◆ Objetivo a
Segundo o trecho do documento sobre a economia russa, de quanto foi o crescimento econômico total verificado em 2013?

“Clima de negócios e imprensa livre são essenciais para economia”

"Os principais empecilhos à economia russa não são as sanções, mas os baixos preços do petróleo"

"Os principais empecilhos à economia russa não são as sanções, mas os baixos preços do petróleo"

Valery Sharifulin / TASS
Para ex-vice-presidente do Banco Central da Rússia, crise no setor não foi causada por sanções.

Economistas passaram a falar em um degelo nas relações entre a Rússia e o Ocidente. O sr. acredita que a crise poderia ter uma virada neste momento?

Pessoalmente, não vejo nenhuma aproximação. Há, sim, um limitado diálogo sobre a Síria, mas os problemas nessas relações são muito mais profundos e, enquanto os Acordos de Minsk não forem implementados por completo, as sanções serão mantidas.

Quais seriam as consequências de um levantamento das sanções para a economia russa?

Os principais empecilhos à economia russa não são as sanções, mas os baixos preços do petróleo. Ainda em 2013, quando eles subiam e não havia sanções, verificou-se um crescimento econômico total de 1,3%.

Não podemos culpar fatores externos por tudo. As sanções à tecnologia energética praticamente não funcionam porque recaem sobre a produção offshore, que quase não é rentável diante dos preços do petróleo.

Já as sanções financeiras, se fossem levantadas, poderiam melhorar, a curto prazo, a situação. Mas, sem investimento, não é possível alcançar o crescimento a longo prazo.

Há um ano, quando o rublo despencou, muitos falaram de uma derrocada da Rússia...

◆ Objetivo b
Retorne cada linha que contenha a palavra "outline". Maiúsculas e minúsculas fazem diferença.

◆ Linhas de origem
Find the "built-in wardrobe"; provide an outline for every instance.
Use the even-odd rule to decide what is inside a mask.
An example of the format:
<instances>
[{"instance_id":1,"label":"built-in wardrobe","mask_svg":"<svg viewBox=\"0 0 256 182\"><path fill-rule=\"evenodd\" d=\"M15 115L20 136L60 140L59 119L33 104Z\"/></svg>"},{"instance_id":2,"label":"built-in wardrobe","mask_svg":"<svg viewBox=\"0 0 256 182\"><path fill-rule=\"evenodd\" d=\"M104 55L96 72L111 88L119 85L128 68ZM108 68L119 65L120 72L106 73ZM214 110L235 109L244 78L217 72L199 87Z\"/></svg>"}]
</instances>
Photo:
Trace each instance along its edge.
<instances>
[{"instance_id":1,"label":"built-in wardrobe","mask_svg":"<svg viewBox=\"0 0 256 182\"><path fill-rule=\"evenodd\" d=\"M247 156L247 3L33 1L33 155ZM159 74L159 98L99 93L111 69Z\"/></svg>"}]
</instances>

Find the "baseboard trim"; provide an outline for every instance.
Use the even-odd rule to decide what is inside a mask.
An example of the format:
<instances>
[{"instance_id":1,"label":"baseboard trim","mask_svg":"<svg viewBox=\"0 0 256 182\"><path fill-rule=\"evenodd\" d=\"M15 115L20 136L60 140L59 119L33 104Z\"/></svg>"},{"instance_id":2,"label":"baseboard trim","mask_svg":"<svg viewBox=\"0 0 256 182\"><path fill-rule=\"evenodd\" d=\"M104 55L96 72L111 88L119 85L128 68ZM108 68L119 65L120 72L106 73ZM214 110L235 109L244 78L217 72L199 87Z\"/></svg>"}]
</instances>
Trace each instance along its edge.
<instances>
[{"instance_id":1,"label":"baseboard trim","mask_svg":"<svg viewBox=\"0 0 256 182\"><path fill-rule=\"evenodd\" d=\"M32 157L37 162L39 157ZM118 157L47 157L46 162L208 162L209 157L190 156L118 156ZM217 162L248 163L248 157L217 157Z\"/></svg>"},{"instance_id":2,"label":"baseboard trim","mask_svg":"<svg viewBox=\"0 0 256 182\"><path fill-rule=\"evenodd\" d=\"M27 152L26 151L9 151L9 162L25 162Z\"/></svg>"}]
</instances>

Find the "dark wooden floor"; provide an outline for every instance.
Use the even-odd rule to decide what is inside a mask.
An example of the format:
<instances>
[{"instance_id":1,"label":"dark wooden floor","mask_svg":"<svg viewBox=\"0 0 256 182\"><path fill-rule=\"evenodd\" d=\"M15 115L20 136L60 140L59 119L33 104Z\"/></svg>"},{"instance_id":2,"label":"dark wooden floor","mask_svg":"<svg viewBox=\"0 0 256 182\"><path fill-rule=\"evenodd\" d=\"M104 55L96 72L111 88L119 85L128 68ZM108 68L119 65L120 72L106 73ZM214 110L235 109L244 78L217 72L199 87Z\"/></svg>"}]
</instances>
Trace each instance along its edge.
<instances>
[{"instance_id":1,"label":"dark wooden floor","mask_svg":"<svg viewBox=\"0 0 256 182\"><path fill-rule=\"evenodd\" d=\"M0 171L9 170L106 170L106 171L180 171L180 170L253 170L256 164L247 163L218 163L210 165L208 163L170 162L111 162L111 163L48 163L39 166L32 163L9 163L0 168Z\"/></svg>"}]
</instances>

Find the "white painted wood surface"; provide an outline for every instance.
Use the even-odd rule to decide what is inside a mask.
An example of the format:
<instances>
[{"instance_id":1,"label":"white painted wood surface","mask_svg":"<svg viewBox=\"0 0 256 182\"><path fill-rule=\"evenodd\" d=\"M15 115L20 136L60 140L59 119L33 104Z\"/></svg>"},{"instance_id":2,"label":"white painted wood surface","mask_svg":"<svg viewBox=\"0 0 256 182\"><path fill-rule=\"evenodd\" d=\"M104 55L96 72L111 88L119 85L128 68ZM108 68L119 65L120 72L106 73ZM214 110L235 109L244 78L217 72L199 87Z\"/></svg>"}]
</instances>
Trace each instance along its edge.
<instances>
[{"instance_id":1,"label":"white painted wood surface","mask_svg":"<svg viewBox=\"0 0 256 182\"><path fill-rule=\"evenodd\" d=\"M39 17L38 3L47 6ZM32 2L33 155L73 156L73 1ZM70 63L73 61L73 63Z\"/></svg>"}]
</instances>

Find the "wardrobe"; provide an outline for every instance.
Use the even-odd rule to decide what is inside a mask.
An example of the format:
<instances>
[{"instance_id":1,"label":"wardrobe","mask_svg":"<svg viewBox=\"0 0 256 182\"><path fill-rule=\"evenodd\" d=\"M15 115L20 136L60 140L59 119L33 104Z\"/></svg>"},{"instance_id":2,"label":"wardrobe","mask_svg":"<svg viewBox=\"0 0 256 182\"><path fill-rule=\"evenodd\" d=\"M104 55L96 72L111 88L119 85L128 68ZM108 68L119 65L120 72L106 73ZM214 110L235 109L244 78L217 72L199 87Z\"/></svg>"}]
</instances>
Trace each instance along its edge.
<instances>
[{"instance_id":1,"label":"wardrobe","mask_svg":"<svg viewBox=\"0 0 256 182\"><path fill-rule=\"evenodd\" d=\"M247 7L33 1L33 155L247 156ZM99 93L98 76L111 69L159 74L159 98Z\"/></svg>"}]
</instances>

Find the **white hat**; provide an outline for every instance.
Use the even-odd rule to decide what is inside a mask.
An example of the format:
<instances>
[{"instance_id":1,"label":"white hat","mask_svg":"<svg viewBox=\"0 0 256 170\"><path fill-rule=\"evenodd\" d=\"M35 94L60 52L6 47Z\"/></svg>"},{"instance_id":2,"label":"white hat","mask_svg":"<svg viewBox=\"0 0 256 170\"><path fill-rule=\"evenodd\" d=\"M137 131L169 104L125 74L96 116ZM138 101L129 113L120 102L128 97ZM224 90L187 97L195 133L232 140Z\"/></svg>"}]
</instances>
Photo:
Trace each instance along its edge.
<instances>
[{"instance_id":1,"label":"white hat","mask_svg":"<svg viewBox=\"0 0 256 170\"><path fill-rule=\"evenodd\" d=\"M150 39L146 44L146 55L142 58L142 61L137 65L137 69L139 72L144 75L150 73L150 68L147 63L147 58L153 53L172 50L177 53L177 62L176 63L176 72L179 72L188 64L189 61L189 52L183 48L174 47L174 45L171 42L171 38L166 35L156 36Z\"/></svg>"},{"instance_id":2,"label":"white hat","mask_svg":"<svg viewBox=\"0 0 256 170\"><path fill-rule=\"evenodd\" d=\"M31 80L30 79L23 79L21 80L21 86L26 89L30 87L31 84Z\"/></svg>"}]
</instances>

◆ Resposta correta a
Foi de 1,3%.

◆ Resposta correta b
Find the "built-in wardrobe"; provide an outline for every instance.
Find the "baseboard trim"; provide an outline for every instance.
Find the "dark wooden floor"; provide an outline for every instance.
Find the "white painted wood surface"; provide an outline for every instance.
Find the "wardrobe"; provide an outline for every instance.
Find the **white hat**; provide an outline for every instance.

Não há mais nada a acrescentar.